The request: Rewrite the records from the line containing "Tag the turkey neck" through the end of the records, switching "white wall" to "brick wall" and changing nothing else. Leave the pictures out of your answer.

────────────────────────────────────────

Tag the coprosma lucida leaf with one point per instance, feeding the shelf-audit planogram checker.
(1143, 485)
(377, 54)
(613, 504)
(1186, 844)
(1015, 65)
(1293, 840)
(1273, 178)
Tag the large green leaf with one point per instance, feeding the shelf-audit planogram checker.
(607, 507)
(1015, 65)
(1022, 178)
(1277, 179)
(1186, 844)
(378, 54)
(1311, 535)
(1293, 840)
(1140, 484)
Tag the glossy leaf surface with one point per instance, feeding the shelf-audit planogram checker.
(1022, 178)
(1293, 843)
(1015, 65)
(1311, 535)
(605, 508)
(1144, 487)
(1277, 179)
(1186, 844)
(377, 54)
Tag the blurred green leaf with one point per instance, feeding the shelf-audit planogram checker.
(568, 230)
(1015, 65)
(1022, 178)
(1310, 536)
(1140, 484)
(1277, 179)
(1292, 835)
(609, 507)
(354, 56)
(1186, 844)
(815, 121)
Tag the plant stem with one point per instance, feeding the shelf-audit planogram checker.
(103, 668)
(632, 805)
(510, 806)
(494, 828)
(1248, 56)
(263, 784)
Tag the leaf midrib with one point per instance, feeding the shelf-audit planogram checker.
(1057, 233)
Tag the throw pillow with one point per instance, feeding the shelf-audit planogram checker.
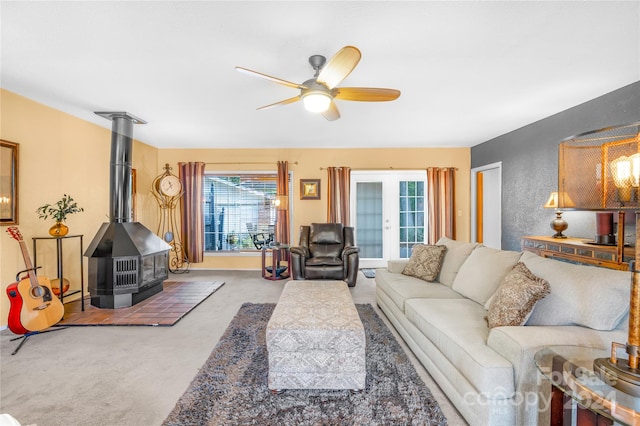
(425, 262)
(514, 300)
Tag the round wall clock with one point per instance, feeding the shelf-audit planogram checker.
(169, 185)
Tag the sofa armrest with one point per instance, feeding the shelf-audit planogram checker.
(519, 344)
(396, 266)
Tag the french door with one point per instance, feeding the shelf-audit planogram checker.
(388, 213)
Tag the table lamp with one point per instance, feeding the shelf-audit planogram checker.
(600, 170)
(558, 224)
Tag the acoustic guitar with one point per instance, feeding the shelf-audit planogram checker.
(33, 305)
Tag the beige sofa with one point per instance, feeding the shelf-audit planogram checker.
(489, 374)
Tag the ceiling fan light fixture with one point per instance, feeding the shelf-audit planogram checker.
(316, 101)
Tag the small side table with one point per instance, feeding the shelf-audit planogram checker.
(578, 393)
(275, 270)
(60, 263)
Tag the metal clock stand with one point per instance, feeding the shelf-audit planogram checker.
(167, 190)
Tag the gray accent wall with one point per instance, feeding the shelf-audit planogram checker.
(529, 159)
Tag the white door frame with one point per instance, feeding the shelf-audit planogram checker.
(474, 198)
(390, 194)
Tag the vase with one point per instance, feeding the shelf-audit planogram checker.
(59, 229)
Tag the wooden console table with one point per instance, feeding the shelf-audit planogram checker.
(579, 250)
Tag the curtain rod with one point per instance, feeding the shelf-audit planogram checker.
(390, 168)
(246, 162)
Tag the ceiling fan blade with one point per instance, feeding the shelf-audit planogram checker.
(332, 113)
(270, 78)
(365, 94)
(339, 66)
(285, 102)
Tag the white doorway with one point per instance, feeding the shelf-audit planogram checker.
(486, 205)
(388, 212)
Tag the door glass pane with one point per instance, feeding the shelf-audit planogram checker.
(369, 219)
(411, 216)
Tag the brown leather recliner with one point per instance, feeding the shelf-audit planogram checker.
(326, 251)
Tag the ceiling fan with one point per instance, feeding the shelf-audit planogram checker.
(318, 93)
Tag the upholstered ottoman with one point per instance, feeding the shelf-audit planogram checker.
(315, 338)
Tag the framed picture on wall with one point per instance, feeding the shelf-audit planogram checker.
(309, 189)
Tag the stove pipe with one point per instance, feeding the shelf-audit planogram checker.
(120, 171)
(127, 262)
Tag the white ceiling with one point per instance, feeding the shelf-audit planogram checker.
(468, 71)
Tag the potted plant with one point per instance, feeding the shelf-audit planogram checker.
(59, 211)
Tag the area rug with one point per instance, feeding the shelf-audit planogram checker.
(369, 272)
(166, 308)
(231, 387)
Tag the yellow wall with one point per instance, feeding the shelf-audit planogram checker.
(62, 154)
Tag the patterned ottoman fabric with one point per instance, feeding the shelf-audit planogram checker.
(315, 339)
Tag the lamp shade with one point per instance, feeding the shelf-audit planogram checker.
(557, 199)
(600, 170)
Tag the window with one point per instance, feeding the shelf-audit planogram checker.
(411, 212)
(239, 213)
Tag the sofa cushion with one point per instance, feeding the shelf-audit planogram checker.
(590, 296)
(482, 273)
(516, 296)
(400, 288)
(425, 262)
(457, 253)
(459, 331)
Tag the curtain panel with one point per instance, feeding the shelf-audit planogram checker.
(338, 187)
(441, 193)
(192, 222)
(282, 213)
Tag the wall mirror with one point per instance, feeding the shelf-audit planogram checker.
(8, 183)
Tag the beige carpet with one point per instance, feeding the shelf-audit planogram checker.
(121, 376)
(166, 308)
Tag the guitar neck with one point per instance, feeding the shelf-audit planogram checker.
(33, 279)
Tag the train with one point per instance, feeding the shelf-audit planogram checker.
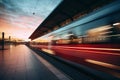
(91, 39)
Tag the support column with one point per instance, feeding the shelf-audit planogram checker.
(3, 40)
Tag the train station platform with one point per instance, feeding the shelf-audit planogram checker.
(21, 63)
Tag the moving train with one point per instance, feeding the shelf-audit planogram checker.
(91, 39)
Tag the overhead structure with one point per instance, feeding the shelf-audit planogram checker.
(66, 12)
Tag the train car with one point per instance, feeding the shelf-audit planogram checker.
(93, 40)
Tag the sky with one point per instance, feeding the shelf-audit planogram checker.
(19, 18)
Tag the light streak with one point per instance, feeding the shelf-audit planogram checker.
(108, 65)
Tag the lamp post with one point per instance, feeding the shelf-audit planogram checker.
(3, 40)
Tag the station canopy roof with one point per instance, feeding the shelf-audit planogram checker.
(66, 10)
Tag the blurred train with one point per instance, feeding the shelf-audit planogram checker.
(94, 38)
(100, 26)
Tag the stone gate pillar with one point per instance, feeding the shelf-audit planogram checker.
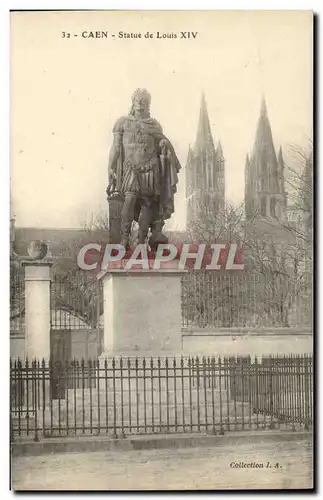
(37, 302)
(142, 312)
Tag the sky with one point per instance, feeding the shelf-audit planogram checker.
(67, 93)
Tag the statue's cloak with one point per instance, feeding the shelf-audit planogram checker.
(169, 168)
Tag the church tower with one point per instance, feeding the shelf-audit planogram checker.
(265, 194)
(205, 188)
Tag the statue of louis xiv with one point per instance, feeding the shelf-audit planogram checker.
(143, 169)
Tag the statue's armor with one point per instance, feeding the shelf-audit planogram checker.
(139, 146)
(141, 159)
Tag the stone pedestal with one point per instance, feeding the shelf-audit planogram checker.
(37, 309)
(142, 312)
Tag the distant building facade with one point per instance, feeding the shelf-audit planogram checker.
(265, 195)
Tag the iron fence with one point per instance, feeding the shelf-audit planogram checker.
(121, 396)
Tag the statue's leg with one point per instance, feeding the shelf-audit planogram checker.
(144, 220)
(127, 216)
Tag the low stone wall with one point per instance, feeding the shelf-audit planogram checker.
(233, 343)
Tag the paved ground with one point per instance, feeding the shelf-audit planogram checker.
(189, 468)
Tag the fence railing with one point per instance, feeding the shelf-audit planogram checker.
(160, 395)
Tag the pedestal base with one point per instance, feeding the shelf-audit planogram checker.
(142, 312)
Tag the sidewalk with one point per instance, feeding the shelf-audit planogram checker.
(199, 467)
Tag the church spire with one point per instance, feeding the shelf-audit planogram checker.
(204, 137)
(264, 143)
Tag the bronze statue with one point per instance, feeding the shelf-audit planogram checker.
(143, 169)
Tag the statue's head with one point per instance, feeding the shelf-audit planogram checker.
(140, 102)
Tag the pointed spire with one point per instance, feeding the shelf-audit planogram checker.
(264, 154)
(280, 156)
(219, 151)
(204, 136)
(263, 109)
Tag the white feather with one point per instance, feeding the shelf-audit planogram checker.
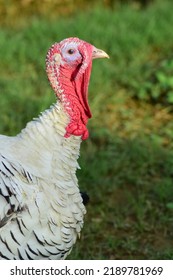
(41, 210)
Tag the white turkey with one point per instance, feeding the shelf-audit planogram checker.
(41, 207)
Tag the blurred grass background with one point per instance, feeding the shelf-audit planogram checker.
(127, 163)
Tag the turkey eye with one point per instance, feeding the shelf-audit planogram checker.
(71, 51)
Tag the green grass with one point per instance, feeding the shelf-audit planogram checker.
(127, 163)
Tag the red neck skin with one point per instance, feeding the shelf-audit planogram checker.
(73, 94)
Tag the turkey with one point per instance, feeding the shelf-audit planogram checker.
(41, 207)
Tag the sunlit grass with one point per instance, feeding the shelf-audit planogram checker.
(127, 162)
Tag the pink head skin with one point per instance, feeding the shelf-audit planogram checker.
(68, 66)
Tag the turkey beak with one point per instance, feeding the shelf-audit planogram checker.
(99, 54)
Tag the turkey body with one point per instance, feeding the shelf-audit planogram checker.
(41, 208)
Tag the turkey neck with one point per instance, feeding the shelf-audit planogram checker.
(42, 144)
(72, 91)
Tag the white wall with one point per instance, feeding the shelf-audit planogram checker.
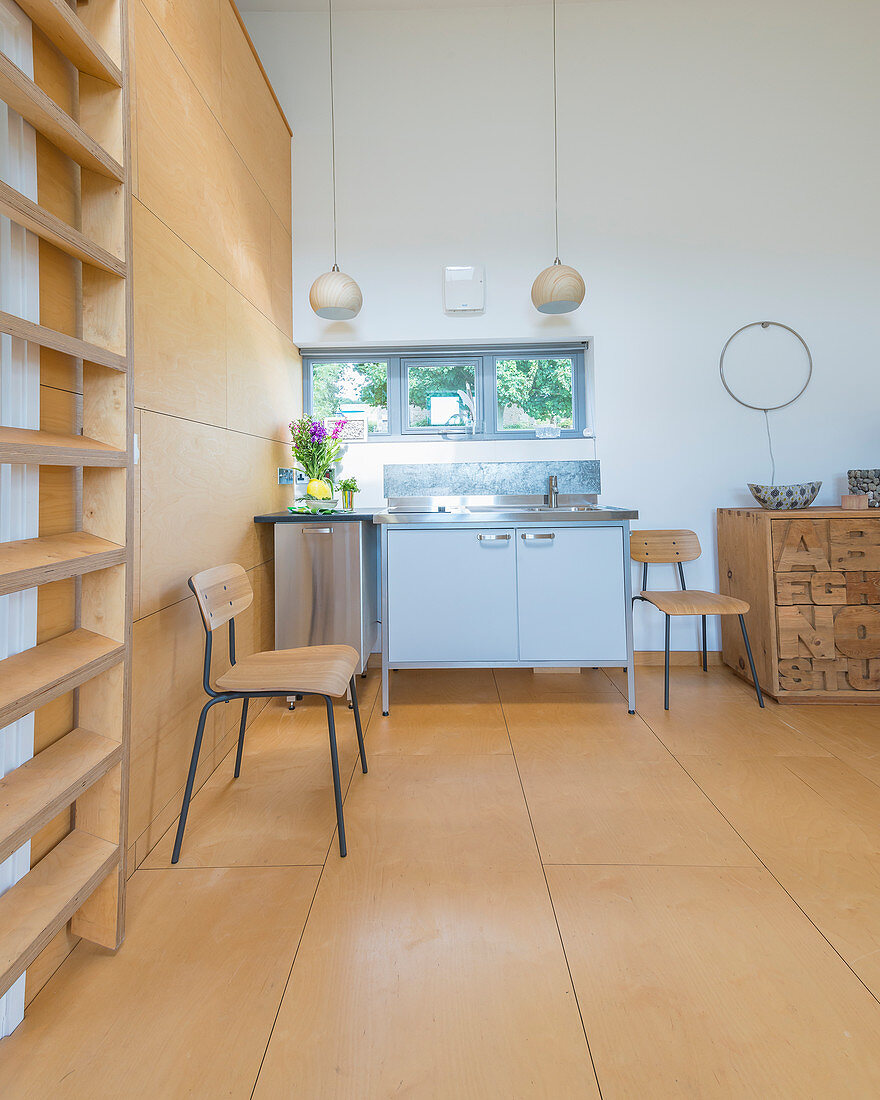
(718, 164)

────────────────────────────────────────

Exercise result:
Tag the turkey neck with one point per instance, feeding the shelf-audit planogram checker.
(42, 144)
(72, 91)
Tag the brick wall with one point per instance, feeding the shelf-audit planogram checker.
(718, 164)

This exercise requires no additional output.